━━━━━ Records for this task ━━━━━

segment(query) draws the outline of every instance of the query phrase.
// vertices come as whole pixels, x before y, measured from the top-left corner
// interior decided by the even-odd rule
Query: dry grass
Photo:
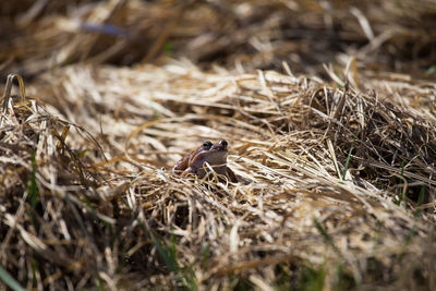
[[[189,58],[239,73],[323,63],[435,77],[435,0],[32,1],[0,7],[0,72]],[[427,74],[424,72],[427,71]]]
[[[434,1],[348,2],[2,4],[0,287],[434,290]]]
[[[46,74],[28,90],[59,111],[3,114],[2,265],[27,288],[433,288],[434,108],[402,92],[429,104],[435,85],[376,80],[175,62]],[[222,137],[238,184],[170,173]]]

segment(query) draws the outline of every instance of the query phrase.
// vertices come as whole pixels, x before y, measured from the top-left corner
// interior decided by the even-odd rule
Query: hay
[[[65,3],[0,7],[2,288],[435,289],[434,0]]]
[[[312,268],[330,288],[434,283],[435,118],[413,108],[434,85],[365,84],[183,62],[41,76],[44,118],[3,114],[3,266],[27,288],[266,288]],[[172,175],[222,137],[240,183]]]
[[[435,75],[435,0],[76,2],[4,4],[1,72],[35,76],[83,61],[131,65],[169,56],[240,73],[287,61],[298,73],[324,74],[323,63],[355,56],[360,68]]]

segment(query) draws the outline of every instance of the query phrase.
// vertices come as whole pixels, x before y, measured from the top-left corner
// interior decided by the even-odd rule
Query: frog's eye
[[[206,141],[206,142],[203,143],[203,148],[209,149],[210,147],[211,147],[210,141]]]

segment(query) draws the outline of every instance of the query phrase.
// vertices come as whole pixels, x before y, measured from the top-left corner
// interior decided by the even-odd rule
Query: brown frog
[[[218,175],[226,175],[231,182],[238,182],[237,175],[227,167],[227,146],[225,140],[215,145],[210,141],[205,141],[201,146],[193,149],[190,154],[179,160],[172,168],[174,174],[187,177],[195,174],[204,178],[208,172],[207,162]]]

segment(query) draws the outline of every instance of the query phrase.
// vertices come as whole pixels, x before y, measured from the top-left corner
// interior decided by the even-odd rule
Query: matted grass
[[[27,289],[434,289],[435,84],[288,72],[75,65],[9,98],[3,270]],[[219,138],[239,183],[171,173]]]

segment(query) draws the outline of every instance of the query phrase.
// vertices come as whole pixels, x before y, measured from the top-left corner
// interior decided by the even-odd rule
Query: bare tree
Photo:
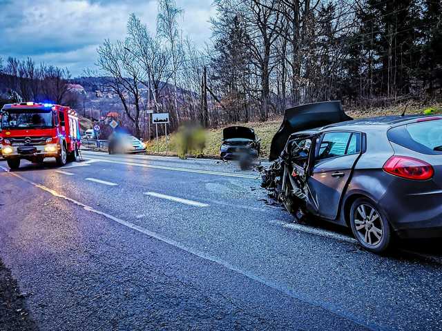
[[[135,127],[135,135],[140,137],[140,117],[142,96],[140,85],[143,72],[130,44],[118,41],[115,44],[106,40],[97,50],[96,65],[106,77],[105,87],[110,88],[119,97],[128,118]]]
[[[159,1],[157,30],[160,37],[167,40],[171,48],[172,74],[175,88],[175,109],[178,123],[180,123],[180,114],[178,111],[177,76],[182,58],[182,48],[181,32],[179,30],[177,20],[182,14],[182,10],[177,7],[175,0]]]

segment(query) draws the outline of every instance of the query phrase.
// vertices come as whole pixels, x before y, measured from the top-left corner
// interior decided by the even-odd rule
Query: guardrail
[[[107,150],[108,141],[107,140],[82,139],[81,145],[86,148]]]

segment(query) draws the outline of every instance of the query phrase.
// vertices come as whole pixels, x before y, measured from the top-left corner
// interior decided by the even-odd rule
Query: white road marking
[[[73,176],[74,174],[72,172],[68,172],[67,171],[63,170],[55,170],[55,172],[58,172],[59,174],[67,174],[68,176]]]
[[[102,181],[101,179],[97,179],[96,178],[86,178],[86,181],[94,181],[95,183],[99,183],[100,184],[107,185],[108,186],[116,186],[118,184],[111,183],[110,181]]]
[[[207,203],[194,201],[193,200],[187,200],[186,199],[177,198],[170,195],[162,194],[161,193],[156,193],[155,192],[145,192],[144,195],[148,195],[155,198],[165,199],[166,200],[169,200],[171,201],[179,202],[180,203],[184,203],[186,205],[193,205],[195,207],[209,207]]]
[[[43,190],[44,191],[48,192],[49,193],[50,193],[51,194],[52,194],[55,197],[61,198],[61,199],[64,199],[68,201],[70,201],[73,203],[75,203],[80,207],[82,207],[85,210],[87,210],[88,212],[93,212],[95,214],[99,214],[99,215],[102,215],[104,217],[106,217],[106,219],[110,219],[122,225],[126,226],[126,228],[128,228],[130,229],[134,230],[140,233],[143,233],[151,238],[154,238],[155,239],[157,239],[160,241],[163,241],[166,243],[168,243],[169,245],[171,245],[172,246],[176,247],[177,248],[179,248],[180,250],[182,250],[185,252],[187,252],[189,254],[191,254],[193,255],[195,255],[196,257],[198,257],[201,259],[203,259],[204,260],[211,261],[211,262],[213,262],[215,263],[219,264],[220,265],[222,265],[222,267],[229,269],[231,271],[233,271],[235,272],[238,272],[240,274],[243,275],[244,277],[249,278],[249,279],[251,279],[253,281],[258,281],[258,283],[267,286],[269,288],[273,288],[277,291],[280,292],[281,293],[283,293],[286,295],[288,295],[290,297],[296,299],[297,300],[300,300],[301,301],[303,301],[305,303],[307,303],[310,305],[314,304],[316,305],[317,306],[321,307],[324,309],[326,309],[330,312],[332,312],[335,314],[336,314],[338,316],[341,316],[341,317],[344,317],[346,319],[349,319],[352,321],[353,321],[354,322],[358,323],[358,325],[361,325],[361,326],[364,326],[365,328],[367,328],[367,326],[370,326],[372,330],[379,330],[379,328],[377,325],[376,324],[373,324],[373,323],[368,323],[365,321],[360,321],[359,319],[355,319],[354,317],[352,317],[352,316],[347,316],[345,314],[343,314],[342,312],[340,312],[339,310],[336,310],[336,308],[331,305],[331,304],[328,304],[328,303],[325,303],[324,302],[318,302],[318,301],[311,301],[311,299],[309,299],[308,297],[305,297],[302,294],[300,294],[298,292],[295,292],[292,290],[290,290],[289,288],[288,288],[287,286],[285,286],[284,285],[280,285],[277,283],[274,283],[271,281],[269,281],[268,279],[266,279],[265,278],[261,277],[261,276],[258,276],[256,275],[255,274],[253,274],[252,272],[251,272],[250,271],[246,270],[243,270],[240,268],[239,267],[235,266],[233,265],[232,265],[231,263],[227,262],[227,261],[222,260],[221,259],[219,259],[218,257],[213,257],[212,255],[210,255],[207,253],[203,252],[200,252],[197,250],[195,250],[195,248],[193,248],[191,247],[188,247],[178,241],[176,241],[173,239],[171,239],[170,238],[168,238],[166,237],[162,236],[162,234],[153,232],[152,231],[150,231],[147,229],[145,229],[144,228],[142,228],[140,225],[137,225],[136,224],[133,224],[133,223],[131,223],[129,221],[124,221],[124,219],[119,219],[118,217],[115,217],[115,216],[110,215],[109,214],[107,214],[104,212],[100,212],[99,210],[97,210],[96,209],[94,209],[92,207],[88,206],[88,205],[85,205],[84,203],[82,203],[79,201],[77,201],[77,200],[75,200],[72,198],[68,198],[67,197],[66,197],[65,195],[63,195],[61,194],[58,193],[57,191],[52,190],[49,188],[47,188],[43,185],[41,184],[38,184],[37,183],[34,183],[32,181],[30,181],[29,179],[27,179],[26,178],[20,176],[18,174],[16,174],[15,172],[9,172],[10,174],[11,174],[12,176],[15,176],[17,178],[21,179],[21,180],[41,189]]]
[[[135,162],[127,162],[122,161],[108,160],[106,159],[91,159],[95,161],[107,162],[109,163],[123,164],[125,166],[134,166],[136,167],[151,168],[153,169],[162,169],[164,170],[181,171],[183,172],[193,172],[196,174],[213,174],[216,176],[225,176],[227,177],[245,178],[247,179],[258,179],[260,176],[252,176],[249,174],[233,174],[229,172],[218,172],[215,171],[200,170],[198,169],[188,169],[185,168],[169,167],[166,166],[153,166],[152,164],[137,163]]]
[[[313,228],[311,226],[298,224],[296,223],[286,223],[278,220],[271,221],[270,223],[273,224],[278,224],[283,228],[294,230],[295,231],[309,233],[316,236],[325,237],[327,238],[331,238],[332,239],[345,241],[346,243],[358,243],[358,241],[354,238],[347,237],[339,233],[333,232],[332,231],[327,231],[327,230],[318,229],[318,228]]]
[[[90,166],[91,163],[95,163],[95,162],[98,162],[97,160],[90,159],[88,161],[82,161],[82,162],[75,162],[74,163],[70,164],[70,166],[65,166],[62,167],[61,169],[68,169],[70,168],[77,168],[77,167],[87,167],[88,166]]]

━━━━━

■ Written instruction: Copy the data above word for word, from its first line through the line holding "[[[434,1],[348,2],[2,4],[0,287],[434,290]]]", with both ends included. Omit the pictures from your copy.

■ Result:
segment(query) draws the outline of every instance of the query phrase.
// vertices come as whole pixels, x before y, measured from the top-left corner
// interior decided by the even-odd rule
Query: dry grass
Photo:
[[[189,58],[239,73],[323,63],[435,77],[435,0],[32,1],[0,7],[0,72]],[[427,74],[424,72],[427,71]]]
[[[434,1],[348,2],[2,4],[0,287],[434,290]]]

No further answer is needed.